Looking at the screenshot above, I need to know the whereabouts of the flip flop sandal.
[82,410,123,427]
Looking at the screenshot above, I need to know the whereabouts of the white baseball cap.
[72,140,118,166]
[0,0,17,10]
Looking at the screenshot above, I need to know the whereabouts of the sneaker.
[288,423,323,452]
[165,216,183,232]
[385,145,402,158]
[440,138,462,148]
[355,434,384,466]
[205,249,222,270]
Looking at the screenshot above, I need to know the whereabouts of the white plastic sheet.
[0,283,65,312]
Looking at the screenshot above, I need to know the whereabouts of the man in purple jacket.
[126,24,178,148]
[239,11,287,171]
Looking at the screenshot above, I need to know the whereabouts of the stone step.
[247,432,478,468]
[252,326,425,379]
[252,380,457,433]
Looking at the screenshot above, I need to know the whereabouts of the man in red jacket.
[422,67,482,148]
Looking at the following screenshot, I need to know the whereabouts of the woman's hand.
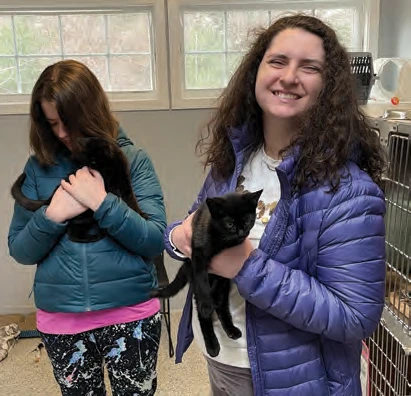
[61,166,107,212]
[171,212,195,257]
[208,238,254,279]
[46,186,88,223]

The exercise » Rescale the bounding-box coordinates in all the entries above by multiplying each by 1.95 and rounding to the nearest whole number, with halves going up. Reproduce every line, including the requests, but leave out the pictures.

Solution for this task »
Looking at the screenshot above, I need to know the whereabouts of the flip flop sandal.
[160,800,240,833]
Looking at the screenshot above, I need to know the whereabouts of the white baseball cap.
[140,273,230,324]
[0,0,33,20]
Looking at the screenshot above, I need to know the whereabouts of the sneaker.
[562,825,630,881]
[322,421,357,452]
[751,283,784,308]
[858,269,901,289]
[692,846,749,909]
[400,486,433,527]
Looking at the screenshot above, I need to know the whereabouts of the white plastic sheet.
[0,552,127,608]
Looking at the screenshot above, I need to know the whereabouts of the man in purple jacket.
[246,47,347,289]
[466,21,560,333]
Looking at the screenshot above, I need to know the whereabouts of the stone step.
[482,842,932,913]
[491,636,829,739]
[491,741,891,844]
Looking at the screenshot above, I need to know the whereabouts of the man in red jacket.
[823,131,940,289]
Looking at the following screenshot, I need to know the whereabouts of the woman's hand.
[119,324,209,413]
[333,413,380,501]
[406,464,495,544]
[90,363,172,435]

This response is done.